▸ ASSIGNED TASK
Give again, unchanged, the line that contains "of the door" together with every line that follows it until the entries end.

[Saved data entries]
========================================================================

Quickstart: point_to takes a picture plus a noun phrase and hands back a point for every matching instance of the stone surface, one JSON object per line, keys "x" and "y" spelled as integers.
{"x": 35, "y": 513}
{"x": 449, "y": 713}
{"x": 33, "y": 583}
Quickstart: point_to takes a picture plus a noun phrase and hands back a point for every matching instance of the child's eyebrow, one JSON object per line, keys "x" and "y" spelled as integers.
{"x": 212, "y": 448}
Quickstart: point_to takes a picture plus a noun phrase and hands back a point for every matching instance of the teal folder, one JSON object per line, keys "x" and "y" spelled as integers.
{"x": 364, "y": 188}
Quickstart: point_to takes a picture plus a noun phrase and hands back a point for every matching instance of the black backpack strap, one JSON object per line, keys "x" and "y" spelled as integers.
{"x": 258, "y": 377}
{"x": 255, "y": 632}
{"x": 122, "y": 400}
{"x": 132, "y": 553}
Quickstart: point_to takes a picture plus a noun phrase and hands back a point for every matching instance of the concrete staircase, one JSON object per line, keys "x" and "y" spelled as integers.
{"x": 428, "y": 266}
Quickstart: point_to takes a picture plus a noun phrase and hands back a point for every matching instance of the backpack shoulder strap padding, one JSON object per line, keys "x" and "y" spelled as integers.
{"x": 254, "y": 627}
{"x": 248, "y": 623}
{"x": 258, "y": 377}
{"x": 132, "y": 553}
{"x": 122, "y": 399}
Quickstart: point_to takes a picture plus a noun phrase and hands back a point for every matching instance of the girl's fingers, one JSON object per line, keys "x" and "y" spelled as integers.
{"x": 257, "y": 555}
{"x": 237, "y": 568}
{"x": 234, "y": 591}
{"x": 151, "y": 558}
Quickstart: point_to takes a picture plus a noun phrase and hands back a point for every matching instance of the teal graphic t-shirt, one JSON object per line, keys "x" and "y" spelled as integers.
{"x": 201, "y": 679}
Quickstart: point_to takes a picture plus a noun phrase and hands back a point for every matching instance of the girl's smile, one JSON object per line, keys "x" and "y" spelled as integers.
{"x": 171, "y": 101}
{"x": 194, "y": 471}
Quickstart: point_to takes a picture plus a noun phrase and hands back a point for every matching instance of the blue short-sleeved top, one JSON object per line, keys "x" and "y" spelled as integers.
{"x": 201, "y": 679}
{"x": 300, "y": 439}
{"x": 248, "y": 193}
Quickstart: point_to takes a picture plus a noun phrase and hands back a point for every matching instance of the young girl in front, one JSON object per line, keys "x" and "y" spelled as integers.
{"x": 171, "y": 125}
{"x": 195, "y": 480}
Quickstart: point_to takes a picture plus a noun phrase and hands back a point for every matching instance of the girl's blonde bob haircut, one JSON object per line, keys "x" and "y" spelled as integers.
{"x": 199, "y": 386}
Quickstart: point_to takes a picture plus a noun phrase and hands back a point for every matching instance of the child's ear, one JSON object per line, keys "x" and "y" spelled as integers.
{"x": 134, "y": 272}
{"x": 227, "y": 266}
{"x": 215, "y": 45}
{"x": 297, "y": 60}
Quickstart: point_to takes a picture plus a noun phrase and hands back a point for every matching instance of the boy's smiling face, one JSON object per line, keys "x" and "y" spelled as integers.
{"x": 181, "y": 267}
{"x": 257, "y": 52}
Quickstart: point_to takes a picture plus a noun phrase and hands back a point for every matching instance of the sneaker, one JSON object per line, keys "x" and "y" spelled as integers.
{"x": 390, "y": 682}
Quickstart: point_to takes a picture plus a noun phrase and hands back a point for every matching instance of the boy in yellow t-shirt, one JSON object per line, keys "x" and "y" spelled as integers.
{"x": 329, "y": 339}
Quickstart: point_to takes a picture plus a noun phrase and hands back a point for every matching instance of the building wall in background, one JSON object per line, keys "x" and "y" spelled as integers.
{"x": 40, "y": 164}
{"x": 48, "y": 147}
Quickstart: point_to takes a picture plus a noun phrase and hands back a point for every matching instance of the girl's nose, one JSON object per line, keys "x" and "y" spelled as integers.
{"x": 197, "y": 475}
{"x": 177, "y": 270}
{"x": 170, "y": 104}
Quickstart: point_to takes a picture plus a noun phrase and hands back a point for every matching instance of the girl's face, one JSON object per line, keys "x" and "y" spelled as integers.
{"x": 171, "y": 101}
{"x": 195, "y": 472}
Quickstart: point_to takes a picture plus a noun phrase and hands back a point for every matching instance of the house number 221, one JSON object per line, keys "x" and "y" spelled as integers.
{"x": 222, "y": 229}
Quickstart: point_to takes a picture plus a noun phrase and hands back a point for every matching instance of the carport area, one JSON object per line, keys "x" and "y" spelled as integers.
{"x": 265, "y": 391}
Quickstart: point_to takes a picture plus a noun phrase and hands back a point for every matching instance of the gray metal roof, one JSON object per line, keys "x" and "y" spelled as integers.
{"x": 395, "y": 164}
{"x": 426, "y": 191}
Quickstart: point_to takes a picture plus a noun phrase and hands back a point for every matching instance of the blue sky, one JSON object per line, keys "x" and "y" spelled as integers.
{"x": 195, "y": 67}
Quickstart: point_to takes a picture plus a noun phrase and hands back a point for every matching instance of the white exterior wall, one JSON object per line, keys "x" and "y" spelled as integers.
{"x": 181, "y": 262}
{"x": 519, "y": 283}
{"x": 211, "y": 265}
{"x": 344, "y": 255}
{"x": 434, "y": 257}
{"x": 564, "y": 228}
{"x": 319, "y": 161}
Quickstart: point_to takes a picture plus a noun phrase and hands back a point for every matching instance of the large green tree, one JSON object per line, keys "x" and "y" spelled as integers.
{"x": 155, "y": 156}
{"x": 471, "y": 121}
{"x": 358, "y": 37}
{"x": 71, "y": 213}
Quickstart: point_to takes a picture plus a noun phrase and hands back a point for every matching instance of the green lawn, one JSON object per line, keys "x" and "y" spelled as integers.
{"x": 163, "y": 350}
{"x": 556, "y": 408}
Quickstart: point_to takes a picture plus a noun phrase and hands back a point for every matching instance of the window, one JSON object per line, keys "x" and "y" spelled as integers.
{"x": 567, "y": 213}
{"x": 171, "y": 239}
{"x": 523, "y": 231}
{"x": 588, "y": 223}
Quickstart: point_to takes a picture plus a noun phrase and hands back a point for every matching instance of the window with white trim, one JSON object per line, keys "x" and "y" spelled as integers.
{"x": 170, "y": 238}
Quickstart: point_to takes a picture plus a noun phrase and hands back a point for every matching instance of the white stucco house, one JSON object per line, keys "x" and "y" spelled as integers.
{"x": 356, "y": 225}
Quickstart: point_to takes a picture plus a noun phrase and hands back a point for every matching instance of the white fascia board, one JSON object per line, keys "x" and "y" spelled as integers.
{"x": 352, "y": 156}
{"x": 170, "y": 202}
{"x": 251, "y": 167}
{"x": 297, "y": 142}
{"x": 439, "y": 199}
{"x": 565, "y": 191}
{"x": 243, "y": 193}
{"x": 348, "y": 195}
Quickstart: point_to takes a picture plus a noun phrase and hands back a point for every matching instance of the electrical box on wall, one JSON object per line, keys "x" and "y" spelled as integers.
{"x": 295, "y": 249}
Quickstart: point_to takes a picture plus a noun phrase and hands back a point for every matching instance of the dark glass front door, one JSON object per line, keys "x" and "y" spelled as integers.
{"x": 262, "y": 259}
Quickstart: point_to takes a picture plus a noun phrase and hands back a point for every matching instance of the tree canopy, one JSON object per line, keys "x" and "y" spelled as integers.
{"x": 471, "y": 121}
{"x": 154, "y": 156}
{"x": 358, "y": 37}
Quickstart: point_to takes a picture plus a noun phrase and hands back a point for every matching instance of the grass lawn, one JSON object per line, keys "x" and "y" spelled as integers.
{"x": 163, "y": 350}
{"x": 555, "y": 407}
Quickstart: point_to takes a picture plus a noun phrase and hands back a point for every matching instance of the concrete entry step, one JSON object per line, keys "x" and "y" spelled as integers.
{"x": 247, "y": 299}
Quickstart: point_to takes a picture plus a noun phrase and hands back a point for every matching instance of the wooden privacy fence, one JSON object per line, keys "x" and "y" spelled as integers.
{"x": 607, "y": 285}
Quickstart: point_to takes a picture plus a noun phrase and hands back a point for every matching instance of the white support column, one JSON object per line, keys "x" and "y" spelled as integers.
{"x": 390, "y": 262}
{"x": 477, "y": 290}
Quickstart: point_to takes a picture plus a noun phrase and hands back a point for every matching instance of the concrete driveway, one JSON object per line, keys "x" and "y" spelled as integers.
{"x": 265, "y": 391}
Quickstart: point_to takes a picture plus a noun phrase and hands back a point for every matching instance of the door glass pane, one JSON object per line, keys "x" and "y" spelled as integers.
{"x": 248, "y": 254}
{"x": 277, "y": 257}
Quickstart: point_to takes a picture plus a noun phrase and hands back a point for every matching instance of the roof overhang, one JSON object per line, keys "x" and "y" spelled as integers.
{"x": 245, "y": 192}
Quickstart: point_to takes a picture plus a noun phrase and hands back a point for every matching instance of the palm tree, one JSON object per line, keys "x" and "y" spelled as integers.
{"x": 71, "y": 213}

========================================================================

▸ OUTPUT OF THE TASK
Quickstart: point_to takes a picture plus a noun phrase and hands back a point for every matching instance of the door glass pane, one JSON object per line, keys "x" and "y" spelled as integers.
{"x": 248, "y": 254}
{"x": 277, "y": 257}
Quickstart: point_to takes a picture plus a noun phrase and hands back a point for every matching instance of the roof overhang, one JSON object per line, keys "x" and "y" spelled as integers.
{"x": 245, "y": 192}
Quickstart: point_to takes a picture plus a noun phrase and hands back a point for every matching instance of the palm tree, one JSON object per line, keys "x" and "y" spelled as integers.
{"x": 71, "y": 213}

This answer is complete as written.